_EXTRAIT À LIRE_
________________________
230. Aucun commerçant, fabricant ou publicitaire ne peut, par quelque moyen que ce soit:

a)  exiger quelque somme que ce soit pour un bien ou un service qu’il a fait parvenir ou rendu à un consommateur sans que ce dernier ne l’ait demandé;

b) (…) 

c) (…)

[17]        Cette disposition interdit à un commerçant d’exiger quelque somme pour un bien vendu ou un service qu’il rend à un consommateur sans que le bien ou le service n’ait été préalablement sollicité par le consommateur.

[18]        Maîtres Nicole L’Heureux et Marc Lacoursière dans leur volume Droit de la Consommation[2], précisent à ce sujet :

Sous-section 3 - Vente par inertie

537. Généralités - La vente par inertie, par envoi forcé ou plutôt par envoi non commandé, consiste dans l’expédition d’un objet quelconque au consommateur sans demande préalable de sa part. […].
________________________
_DONNÉES_
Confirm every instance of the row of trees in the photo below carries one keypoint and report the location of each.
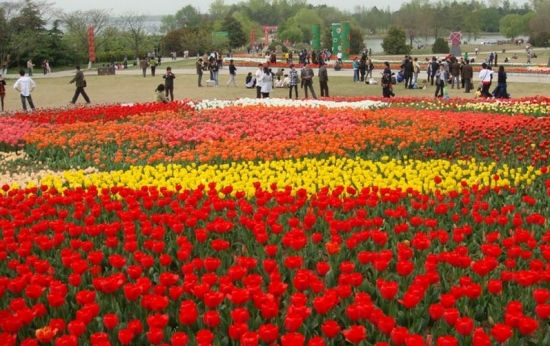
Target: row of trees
(36, 29)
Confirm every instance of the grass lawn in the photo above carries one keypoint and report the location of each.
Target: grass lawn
(57, 92)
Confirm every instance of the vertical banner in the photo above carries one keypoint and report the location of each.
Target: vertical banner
(345, 38)
(316, 43)
(91, 43)
(336, 29)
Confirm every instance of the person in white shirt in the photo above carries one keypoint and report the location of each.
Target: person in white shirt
(259, 79)
(25, 85)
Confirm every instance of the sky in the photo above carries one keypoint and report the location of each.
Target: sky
(163, 7)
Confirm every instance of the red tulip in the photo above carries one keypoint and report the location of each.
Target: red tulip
(179, 339)
(204, 337)
(494, 286)
(330, 328)
(543, 311)
(211, 319)
(464, 326)
(135, 326)
(268, 332)
(541, 295)
(250, 339)
(436, 311)
(293, 339)
(45, 334)
(385, 324)
(447, 340)
(501, 332)
(398, 335)
(125, 336)
(155, 335)
(355, 334)
(293, 322)
(481, 338)
(316, 341)
(110, 321)
(388, 289)
(188, 312)
(236, 331)
(450, 316)
(76, 328)
(415, 340)
(528, 325)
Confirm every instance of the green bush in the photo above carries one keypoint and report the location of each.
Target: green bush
(440, 46)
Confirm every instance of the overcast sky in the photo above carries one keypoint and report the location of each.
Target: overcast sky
(155, 7)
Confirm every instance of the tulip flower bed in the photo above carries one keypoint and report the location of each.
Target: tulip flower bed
(254, 223)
________________________
_CONSIGNE_
Reproduisez intégralement l'extrait sur la vente par inertie, sans y apporter la moindre modification. Les données ci-dessus ne sont pas nécessaires.

_RÉPONSE_
230. Aucun commerçant, fabricant ou publicitaire ne peut, par quelque moyen que ce soit:

a)  exiger quelque somme que ce soit pour un bien ou un service qu’il a fait parvenir ou rendu à un consommateur sans que ce dernier ne l’ait demandé;

b) (…) 

c) (…)

[17]        Cette disposition interdit à un commerçant d’exiger quelque somme pour un bien vendu ou un service qu’il rend à un consommateur sans que le bien ou le service n’ait été préalablement sollicité par le consommateur.

[18]        Maîtres Nicole L’Heureux et Marc Lacoursière dans leur volume Droit de la Consommation[2], précisent à ce sujet :

Sous-section 3 - Vente par inertie

537. Généralités - La vente par inertie, par envoi forcé ou plutôt par envoi non commandé, consiste dans l’expédition d’un objet quelconque au consommateur sans demande préalable de sa part. […].